- _EXERCISE DETAILS_
Your answer must be a single number: how many lines in the records below contain the word "leather".

━━━ DATA RECORDS ━━━

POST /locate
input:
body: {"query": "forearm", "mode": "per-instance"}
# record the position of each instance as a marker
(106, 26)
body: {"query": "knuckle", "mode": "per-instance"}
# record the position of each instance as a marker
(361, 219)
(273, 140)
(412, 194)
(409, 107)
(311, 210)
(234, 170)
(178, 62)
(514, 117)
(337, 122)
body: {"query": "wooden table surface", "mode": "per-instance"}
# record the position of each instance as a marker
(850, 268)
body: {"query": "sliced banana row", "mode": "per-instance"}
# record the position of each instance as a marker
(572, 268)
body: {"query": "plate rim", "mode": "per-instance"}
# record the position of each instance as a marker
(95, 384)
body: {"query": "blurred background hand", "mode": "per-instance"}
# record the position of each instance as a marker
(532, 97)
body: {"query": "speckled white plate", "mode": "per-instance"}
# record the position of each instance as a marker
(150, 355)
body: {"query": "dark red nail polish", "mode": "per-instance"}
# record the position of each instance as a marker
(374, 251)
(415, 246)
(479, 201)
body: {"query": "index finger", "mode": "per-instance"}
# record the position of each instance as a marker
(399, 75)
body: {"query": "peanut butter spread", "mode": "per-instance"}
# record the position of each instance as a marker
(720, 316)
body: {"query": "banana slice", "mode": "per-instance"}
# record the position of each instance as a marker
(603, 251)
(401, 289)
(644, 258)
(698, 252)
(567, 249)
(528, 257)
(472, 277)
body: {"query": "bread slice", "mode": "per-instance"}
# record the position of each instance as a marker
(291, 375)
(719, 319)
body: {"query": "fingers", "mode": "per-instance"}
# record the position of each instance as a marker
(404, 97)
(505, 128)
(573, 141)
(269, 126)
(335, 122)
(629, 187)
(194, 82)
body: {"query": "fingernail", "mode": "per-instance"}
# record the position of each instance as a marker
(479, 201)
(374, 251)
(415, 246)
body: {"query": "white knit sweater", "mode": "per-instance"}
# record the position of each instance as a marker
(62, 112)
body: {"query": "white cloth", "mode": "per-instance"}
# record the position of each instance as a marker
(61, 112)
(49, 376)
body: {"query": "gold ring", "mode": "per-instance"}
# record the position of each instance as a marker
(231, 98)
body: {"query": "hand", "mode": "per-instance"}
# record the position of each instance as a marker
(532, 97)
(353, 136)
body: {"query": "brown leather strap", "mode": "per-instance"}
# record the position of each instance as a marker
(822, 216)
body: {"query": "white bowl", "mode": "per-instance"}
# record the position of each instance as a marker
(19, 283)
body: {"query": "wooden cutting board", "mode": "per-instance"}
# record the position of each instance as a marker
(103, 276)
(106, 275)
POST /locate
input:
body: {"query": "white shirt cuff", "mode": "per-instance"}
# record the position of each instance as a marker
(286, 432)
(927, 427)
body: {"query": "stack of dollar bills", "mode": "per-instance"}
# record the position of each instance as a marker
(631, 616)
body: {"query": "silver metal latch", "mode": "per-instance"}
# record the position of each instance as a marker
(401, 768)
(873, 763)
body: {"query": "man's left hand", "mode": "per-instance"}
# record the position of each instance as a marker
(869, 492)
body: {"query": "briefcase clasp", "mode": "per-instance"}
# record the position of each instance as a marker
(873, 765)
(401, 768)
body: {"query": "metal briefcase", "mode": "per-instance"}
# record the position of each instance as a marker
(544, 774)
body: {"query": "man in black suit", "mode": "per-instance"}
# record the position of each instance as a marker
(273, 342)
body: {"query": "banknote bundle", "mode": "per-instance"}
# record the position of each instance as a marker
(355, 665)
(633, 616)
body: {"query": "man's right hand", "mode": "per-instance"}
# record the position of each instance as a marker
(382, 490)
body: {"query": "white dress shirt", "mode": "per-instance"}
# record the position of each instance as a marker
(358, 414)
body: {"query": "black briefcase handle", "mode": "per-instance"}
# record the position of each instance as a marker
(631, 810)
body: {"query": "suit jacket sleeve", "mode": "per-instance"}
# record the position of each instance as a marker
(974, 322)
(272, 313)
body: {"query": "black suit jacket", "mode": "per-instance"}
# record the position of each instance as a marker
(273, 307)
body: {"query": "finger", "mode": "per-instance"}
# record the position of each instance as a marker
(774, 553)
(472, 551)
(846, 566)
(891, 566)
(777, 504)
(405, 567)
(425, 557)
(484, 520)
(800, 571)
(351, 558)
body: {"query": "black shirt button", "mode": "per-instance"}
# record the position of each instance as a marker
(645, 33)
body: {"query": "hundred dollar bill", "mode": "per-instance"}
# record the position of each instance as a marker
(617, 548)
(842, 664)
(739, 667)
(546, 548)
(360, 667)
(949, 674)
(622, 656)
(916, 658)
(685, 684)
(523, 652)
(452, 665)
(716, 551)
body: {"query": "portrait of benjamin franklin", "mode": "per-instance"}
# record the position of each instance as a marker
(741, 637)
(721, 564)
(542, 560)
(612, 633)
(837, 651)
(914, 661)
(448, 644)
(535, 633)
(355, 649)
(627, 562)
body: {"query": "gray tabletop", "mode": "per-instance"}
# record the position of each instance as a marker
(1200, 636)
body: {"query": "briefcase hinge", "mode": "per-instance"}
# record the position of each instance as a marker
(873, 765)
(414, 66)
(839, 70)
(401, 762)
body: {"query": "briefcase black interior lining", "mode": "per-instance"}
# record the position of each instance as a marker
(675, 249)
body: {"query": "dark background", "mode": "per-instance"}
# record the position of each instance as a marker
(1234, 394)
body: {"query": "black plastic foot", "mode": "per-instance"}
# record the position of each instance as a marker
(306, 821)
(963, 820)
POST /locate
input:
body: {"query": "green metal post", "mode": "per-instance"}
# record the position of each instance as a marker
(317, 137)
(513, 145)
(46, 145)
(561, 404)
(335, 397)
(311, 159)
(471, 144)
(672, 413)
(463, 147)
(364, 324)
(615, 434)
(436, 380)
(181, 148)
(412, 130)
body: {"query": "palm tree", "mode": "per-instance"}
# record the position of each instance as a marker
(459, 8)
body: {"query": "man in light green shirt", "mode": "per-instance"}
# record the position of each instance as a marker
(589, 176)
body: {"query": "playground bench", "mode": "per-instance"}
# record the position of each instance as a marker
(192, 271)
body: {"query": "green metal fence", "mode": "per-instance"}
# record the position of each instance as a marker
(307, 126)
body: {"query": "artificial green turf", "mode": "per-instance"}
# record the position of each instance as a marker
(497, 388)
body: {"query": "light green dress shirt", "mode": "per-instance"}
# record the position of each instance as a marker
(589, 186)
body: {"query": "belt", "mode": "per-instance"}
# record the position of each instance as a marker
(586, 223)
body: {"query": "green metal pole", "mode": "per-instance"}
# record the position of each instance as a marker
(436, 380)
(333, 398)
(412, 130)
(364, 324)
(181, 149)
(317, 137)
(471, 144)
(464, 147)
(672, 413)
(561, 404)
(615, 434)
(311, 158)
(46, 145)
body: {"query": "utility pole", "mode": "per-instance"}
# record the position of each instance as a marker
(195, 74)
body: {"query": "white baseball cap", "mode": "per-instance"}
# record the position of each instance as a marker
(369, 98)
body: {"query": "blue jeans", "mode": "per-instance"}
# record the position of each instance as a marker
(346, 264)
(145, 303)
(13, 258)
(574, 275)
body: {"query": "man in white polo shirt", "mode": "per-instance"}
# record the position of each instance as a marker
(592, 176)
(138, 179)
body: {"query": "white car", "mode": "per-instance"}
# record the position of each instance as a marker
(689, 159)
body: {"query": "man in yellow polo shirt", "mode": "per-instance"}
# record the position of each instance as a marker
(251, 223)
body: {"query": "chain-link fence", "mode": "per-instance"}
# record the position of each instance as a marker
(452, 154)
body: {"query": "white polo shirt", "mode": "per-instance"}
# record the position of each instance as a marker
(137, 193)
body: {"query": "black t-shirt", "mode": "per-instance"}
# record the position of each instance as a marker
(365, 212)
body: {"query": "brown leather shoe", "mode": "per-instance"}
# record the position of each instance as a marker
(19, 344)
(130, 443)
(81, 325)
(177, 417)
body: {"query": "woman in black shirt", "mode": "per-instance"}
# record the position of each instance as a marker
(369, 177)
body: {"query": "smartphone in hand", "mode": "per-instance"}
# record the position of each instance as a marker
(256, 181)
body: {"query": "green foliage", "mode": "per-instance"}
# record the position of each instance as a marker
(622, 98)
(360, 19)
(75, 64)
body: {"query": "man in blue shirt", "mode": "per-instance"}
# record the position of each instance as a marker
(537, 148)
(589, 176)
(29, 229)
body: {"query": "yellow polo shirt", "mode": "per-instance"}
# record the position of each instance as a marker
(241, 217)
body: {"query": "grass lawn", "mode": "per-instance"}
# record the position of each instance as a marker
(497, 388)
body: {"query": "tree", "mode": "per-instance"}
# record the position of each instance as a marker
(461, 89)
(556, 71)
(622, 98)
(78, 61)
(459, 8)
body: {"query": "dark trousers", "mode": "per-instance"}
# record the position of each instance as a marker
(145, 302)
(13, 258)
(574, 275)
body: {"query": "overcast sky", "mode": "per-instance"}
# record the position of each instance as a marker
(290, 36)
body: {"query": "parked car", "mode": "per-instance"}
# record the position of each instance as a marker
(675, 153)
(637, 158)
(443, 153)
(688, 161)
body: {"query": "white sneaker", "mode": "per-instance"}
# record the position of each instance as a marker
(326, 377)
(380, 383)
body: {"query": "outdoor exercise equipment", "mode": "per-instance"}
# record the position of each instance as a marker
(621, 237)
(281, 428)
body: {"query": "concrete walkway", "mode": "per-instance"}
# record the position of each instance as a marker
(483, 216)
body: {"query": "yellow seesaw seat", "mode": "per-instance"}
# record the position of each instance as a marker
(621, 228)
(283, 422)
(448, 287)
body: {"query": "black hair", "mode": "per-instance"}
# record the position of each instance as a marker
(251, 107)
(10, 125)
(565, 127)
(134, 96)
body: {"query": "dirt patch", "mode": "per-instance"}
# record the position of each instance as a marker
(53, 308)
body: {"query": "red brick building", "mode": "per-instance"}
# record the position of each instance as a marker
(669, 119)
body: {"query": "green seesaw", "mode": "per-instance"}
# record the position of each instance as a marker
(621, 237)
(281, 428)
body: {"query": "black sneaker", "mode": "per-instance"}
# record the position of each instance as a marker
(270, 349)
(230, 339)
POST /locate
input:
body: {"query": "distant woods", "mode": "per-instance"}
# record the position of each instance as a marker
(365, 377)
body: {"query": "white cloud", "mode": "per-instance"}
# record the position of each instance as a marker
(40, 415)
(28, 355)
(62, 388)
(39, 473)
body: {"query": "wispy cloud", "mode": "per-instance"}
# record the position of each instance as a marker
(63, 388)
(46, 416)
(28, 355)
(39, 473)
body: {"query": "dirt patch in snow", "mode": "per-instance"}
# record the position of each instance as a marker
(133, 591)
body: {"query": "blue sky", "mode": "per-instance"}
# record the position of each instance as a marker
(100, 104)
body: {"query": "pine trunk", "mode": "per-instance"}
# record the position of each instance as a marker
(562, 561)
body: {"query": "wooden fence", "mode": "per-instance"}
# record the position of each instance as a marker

━━━

- _WRITTEN REPLY_
2